SOURCE EXTRACT —

(begin)

Despite the success in Arabic text classification achieved by the aforementioned proposed research on various datasets, to the best of our knowledge, no prior work has ever examined the introduction of semantic indicators for better classification and topic modeling. As such, the proposed work in this paper addresses the problem from this perspective.

3  Proposed Model

In this section, we introduce our proposed approaches for Arabic text classification. To achieve this objective, we propose three models: a stylistic model using statistical features, a semantic model using topics-based features, and a hybrid model that combines stylistic and semantic features. Since there is no Arabic linguistic resource for extracting semantic features, we started with translating Arabic documents into English using online Google Translate. Practically, the original text undergoes a sequence of processes till providing the decision by the system.

3.1 Automatic Translation to English

Currently, translation tools have become performant and provide good results since they rely on semantic resources that make translation tasks more relevant and reflect the true meaning of the original language. Nevertheless, some information will be lost in this stage, especially for such a rich language as Arabic. Table 1 shows an example of two documents extracted from the dataset and translated from Arabic to English using an online Google Translator implemented with Python.

images

As shown in Table 1, the translation quality is good and mostly maintains the real meaning of the original text. Moreover, it avoids, as much as possible, any information loss that can affect the quality of any further process. After translating the Arabic document to English, a sequence of preprocessing tasks will be applied to the text.

3.2 Text Preprocessing

Since our proposed approach is mainly articulated around a matching process between the document to classify and the topics’ dataset, cleaning and preprocessing processes should be applied to the target English document. This process aims to restore words to their standard forms and passes through three main operations:

•   Make lower: converts the text to the lower case (not capitalized).

•   Text cleaning: removes emojis and emoticons, numbers, and stop words.

•   Text lemmatization: groups together the variations and the inflected forms of a given lexical unit so they can be treated as a single token.

Table 2 shows an example of a preprocessed sentence transformed from a raw state to a cleaned and lemmatized text.

images

3.3 Features Extraction

After cleaning the text and reducing words to their standard (base) form using a lemmatization process, we extract the features that will be learned from the ML models.

3.3.1 Stylistic Features

Our first proposed model is purely based on statistical (stylistic) features. In fact, using such types of features ensures many advantages for the model. The first advantage is that the model is independent of any language and corpus. Moreover, extracting stylistic features remain a simple task that does not need complex treatment. Table 3 presents the list of stylistic features used in this work.

(end)

EXERCISE 1 — Rewrite every line of the entries below, requests included, adding -45 to each pixel coordinate in their answer boxes. Leave the pictures out.

EXERCISE INPUT —
(begin)

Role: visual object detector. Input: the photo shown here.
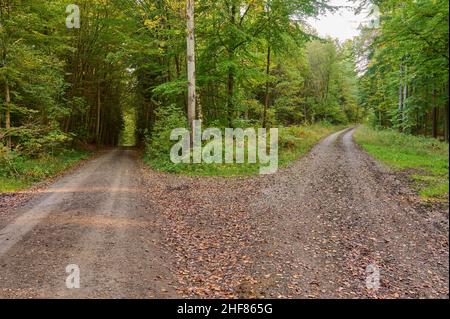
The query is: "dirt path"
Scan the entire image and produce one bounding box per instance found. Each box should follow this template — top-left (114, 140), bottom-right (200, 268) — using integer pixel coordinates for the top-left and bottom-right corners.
top-left (0, 150), bottom-right (175, 298)
top-left (0, 130), bottom-right (449, 298)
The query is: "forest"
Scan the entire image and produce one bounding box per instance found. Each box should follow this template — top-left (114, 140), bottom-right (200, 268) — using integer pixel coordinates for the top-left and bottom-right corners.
top-left (0, 0), bottom-right (449, 161)
top-left (0, 0), bottom-right (449, 302)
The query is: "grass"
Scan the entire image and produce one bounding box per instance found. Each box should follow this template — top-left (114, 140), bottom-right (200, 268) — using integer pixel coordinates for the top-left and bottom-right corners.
top-left (144, 124), bottom-right (342, 177)
top-left (355, 126), bottom-right (449, 201)
top-left (0, 150), bottom-right (90, 192)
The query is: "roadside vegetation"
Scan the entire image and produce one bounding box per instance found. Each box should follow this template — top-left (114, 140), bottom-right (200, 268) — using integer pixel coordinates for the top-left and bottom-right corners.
top-left (0, 150), bottom-right (90, 192)
top-left (355, 126), bottom-right (449, 201)
top-left (145, 123), bottom-right (343, 177)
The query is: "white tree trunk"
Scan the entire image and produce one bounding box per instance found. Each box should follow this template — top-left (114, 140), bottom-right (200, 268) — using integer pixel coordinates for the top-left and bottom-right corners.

(end)

EXERCISE 2 —
Answer these questions about the Arabic text classification excerpt above:
(a) Which three models does the work propose?
(b) What three main operations make up the preprocessing step?
(c) What is the first advantage of using stylistic features?

OUTPUT 1 —
Role: visual object detector. Input: the photo shown here.
The query is: "dirt path"
Scan the entire image and produce one bounding box per instance found. Each box should follow this template — top-left (114, 140), bottom-right (200, 268) — using integer pixel coordinates for the top-left and bottom-right corners.
top-left (-45, 105), bottom-right (130, 253)
top-left (-45, 85), bottom-right (404, 253)
The query is: "forest"
Scan the entire image and produce one bounding box per instance found. Each box should follow this template — top-left (114, 140), bottom-right (200, 268) — using integer pixel coordinates for the top-left and bottom-right corners.
top-left (-45, -45), bottom-right (404, 116)
top-left (-45, -45), bottom-right (404, 257)
The query is: "grass"
Scan the entire image and produce one bounding box per instance found. Each box should follow this template — top-left (114, 140), bottom-right (200, 268) — using integer pixel coordinates for the top-left and bottom-right corners.
top-left (99, 79), bottom-right (297, 132)
top-left (310, 81), bottom-right (404, 156)
top-left (-45, 105), bottom-right (45, 147)
The query is: "roadside vegetation"
Scan the entire image and produce one bounding box per instance found. Each box should follow this template — top-left (114, 140), bottom-right (200, 268) — using integer pixel coordinates for the top-left and bottom-right corners.
top-left (-45, 105), bottom-right (45, 147)
top-left (310, 81), bottom-right (404, 156)
top-left (100, 78), bottom-right (298, 132)
The query is: "white tree trunk"
Scan the entire image and produce one bounding box per instance found. Each box should follow this template — top-left (114, 140), bottom-right (200, 268) — using integer pixel coordinates for the top-left and bottom-right corners.

OUTPUT 2 —
(a) A stylistic model using statistical features, a semantic model using topics-based features, and a hybrid model that combines stylistic and semantic features.
(b) Make lower, text cleaning, and text lemmatization.
(c) The model is independent of any language and corpus.